Dataset excerpts
________________

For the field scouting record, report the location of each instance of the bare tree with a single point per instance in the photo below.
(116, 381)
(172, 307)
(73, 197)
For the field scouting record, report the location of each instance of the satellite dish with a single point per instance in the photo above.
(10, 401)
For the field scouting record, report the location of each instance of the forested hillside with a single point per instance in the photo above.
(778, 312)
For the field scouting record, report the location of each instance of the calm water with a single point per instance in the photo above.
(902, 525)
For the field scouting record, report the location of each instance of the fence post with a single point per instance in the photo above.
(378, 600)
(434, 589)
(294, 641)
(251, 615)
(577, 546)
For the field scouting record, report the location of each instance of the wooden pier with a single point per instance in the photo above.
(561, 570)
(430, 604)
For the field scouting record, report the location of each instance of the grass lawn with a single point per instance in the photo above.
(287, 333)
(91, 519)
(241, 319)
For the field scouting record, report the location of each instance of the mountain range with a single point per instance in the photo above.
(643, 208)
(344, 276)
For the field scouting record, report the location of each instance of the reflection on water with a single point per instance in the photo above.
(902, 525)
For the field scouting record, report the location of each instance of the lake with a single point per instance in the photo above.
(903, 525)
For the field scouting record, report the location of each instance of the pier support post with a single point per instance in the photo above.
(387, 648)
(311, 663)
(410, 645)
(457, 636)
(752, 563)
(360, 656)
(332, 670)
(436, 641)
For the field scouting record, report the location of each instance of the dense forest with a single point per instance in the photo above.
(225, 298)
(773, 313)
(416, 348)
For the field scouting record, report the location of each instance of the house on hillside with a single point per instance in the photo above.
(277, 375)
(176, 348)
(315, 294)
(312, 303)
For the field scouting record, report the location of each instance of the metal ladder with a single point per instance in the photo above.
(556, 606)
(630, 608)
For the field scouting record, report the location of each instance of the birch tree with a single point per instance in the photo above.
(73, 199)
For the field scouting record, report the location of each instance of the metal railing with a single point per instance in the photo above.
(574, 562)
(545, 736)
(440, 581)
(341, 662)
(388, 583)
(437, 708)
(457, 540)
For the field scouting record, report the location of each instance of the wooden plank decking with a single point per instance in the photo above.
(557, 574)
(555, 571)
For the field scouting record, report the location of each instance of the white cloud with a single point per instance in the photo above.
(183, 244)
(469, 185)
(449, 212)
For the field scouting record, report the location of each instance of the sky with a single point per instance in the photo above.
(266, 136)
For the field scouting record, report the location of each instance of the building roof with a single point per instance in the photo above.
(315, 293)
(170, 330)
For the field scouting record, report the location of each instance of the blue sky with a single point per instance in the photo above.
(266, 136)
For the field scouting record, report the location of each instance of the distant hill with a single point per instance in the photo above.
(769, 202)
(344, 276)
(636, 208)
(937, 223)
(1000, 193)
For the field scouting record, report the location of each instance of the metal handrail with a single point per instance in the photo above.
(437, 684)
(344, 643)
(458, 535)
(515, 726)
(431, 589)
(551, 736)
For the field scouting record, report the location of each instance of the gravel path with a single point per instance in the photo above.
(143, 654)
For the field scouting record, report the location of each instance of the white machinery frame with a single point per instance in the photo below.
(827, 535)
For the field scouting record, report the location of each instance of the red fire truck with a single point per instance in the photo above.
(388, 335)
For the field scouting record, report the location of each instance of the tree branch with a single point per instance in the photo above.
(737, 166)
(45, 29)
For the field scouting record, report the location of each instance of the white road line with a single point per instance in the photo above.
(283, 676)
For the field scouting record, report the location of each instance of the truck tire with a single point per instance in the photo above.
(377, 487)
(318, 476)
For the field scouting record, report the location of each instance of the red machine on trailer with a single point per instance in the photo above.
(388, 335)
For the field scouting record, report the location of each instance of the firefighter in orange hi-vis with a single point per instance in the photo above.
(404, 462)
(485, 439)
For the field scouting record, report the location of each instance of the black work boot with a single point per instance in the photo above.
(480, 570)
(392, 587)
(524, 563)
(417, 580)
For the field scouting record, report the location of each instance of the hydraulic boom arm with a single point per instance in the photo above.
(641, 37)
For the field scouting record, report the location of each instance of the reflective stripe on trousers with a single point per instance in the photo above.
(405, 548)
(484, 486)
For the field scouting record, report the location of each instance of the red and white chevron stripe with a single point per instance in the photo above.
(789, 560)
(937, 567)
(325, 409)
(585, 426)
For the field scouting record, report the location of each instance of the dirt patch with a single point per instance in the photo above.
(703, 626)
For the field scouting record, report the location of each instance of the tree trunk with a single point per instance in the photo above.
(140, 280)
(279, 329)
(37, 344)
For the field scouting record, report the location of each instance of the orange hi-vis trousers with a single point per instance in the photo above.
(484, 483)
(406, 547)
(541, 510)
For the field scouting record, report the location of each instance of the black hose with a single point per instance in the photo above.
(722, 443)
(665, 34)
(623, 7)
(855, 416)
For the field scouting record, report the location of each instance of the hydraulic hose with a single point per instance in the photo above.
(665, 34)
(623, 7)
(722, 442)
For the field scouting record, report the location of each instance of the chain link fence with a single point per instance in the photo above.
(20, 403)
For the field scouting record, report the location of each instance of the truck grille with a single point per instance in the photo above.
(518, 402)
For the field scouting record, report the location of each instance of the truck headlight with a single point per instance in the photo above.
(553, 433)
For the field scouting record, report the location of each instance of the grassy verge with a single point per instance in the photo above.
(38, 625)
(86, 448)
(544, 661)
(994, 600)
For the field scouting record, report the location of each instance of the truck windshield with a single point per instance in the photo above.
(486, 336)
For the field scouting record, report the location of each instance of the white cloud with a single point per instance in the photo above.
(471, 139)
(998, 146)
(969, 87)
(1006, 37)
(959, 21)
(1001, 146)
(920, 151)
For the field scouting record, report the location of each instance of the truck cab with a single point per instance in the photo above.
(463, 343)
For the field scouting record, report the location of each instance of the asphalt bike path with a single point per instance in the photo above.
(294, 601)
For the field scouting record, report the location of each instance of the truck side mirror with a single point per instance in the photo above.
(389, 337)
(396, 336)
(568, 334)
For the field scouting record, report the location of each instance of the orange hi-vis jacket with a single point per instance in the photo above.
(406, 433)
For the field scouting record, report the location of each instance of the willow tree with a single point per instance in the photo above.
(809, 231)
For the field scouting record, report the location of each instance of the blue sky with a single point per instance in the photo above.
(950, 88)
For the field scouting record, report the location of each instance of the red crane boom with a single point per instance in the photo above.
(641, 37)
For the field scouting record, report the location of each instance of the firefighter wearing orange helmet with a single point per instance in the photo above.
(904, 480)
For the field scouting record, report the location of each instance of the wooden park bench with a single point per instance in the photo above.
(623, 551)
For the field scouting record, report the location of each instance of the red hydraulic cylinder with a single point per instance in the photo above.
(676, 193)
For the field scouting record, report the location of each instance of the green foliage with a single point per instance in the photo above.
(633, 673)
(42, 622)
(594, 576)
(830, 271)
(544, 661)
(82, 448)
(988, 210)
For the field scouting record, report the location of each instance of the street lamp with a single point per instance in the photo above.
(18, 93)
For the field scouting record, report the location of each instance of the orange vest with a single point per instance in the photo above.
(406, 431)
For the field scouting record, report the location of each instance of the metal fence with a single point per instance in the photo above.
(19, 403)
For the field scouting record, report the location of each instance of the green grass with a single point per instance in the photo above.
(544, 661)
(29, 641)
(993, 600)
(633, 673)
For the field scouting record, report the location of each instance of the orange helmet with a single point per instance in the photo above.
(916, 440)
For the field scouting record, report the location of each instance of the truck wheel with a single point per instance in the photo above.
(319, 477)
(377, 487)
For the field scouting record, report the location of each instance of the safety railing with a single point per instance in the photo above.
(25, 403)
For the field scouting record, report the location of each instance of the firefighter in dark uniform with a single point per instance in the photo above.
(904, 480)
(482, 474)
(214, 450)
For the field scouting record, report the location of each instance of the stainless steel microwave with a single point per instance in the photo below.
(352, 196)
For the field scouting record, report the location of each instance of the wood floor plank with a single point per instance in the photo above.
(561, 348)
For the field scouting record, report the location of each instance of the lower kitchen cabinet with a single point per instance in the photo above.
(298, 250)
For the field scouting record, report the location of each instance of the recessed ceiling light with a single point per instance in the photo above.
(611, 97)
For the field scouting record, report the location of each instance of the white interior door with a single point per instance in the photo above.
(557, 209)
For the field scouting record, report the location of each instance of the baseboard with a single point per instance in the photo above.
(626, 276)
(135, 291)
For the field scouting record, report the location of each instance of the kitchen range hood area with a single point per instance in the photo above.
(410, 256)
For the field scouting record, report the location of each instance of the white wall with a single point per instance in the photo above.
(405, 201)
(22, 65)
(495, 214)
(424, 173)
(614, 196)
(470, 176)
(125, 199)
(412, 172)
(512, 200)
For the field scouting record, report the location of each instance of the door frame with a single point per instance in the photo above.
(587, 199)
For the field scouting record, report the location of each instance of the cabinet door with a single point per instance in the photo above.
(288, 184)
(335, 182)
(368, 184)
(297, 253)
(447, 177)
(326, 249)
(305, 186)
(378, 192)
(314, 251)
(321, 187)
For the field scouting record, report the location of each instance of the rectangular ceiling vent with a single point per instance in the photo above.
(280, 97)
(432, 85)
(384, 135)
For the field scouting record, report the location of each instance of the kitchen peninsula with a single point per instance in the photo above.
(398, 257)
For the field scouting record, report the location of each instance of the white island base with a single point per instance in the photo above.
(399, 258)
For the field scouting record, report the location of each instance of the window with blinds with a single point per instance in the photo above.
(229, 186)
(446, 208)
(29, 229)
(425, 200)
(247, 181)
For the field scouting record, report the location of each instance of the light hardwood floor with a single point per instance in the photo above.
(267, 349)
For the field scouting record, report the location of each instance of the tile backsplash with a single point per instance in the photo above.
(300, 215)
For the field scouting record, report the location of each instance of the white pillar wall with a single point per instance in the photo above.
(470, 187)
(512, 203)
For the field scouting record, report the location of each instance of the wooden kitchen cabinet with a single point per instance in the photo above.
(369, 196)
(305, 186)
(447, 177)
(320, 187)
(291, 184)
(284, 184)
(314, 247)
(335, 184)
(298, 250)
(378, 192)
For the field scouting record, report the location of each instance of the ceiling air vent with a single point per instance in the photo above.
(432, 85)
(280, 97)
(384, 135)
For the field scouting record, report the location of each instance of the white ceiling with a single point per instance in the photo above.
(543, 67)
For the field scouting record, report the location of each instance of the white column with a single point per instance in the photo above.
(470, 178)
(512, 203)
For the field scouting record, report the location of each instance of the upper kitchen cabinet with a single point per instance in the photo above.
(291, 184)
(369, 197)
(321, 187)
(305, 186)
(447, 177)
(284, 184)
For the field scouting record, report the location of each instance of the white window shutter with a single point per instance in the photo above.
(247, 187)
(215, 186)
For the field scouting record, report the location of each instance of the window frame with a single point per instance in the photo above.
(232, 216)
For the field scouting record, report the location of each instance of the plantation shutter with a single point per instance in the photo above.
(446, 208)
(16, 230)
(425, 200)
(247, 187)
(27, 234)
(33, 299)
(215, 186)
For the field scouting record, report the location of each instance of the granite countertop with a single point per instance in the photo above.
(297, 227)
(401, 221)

________________

● **WHAT IS EXPECTED**:
Repeat the line that contains "of the ceiling", then every line after it until the records end, with nothing added.

● **RESULT OF THIS TASK**:
For the field scouting record, report the location of each instance of the ceiling air vent with a single point per instance in the photo above.
(432, 85)
(280, 97)
(384, 135)
For the field scouting record, report the location of each instance of the white ceiling with a single point per instance in the photo above.
(543, 67)
For the field scouting record, report the location of each instance of the white column with a single point per instance in the photo above.
(470, 178)
(512, 203)
For the field scouting record, report the location of each instance of the upper kitchen cabinet with a single point per instance in the photo above.
(291, 184)
(369, 197)
(321, 187)
(305, 186)
(447, 177)
(284, 184)
For the field scouting record, report the location of each instance of the white window shutter with a single point per instance in the photo above.
(247, 187)
(215, 186)
For the field scouting record, report the location of each instance of the window frame with a single point per instance in the photo above.
(232, 216)
For the field scouting record, report the location of each instance of the plantation shutter with a single point per instance in the photo above.
(446, 208)
(16, 230)
(425, 200)
(247, 187)
(27, 234)
(33, 299)
(215, 186)
For the field scouting record, report the location of each instance of the granite countertop with a single point per instance in the photo above.
(297, 227)
(401, 221)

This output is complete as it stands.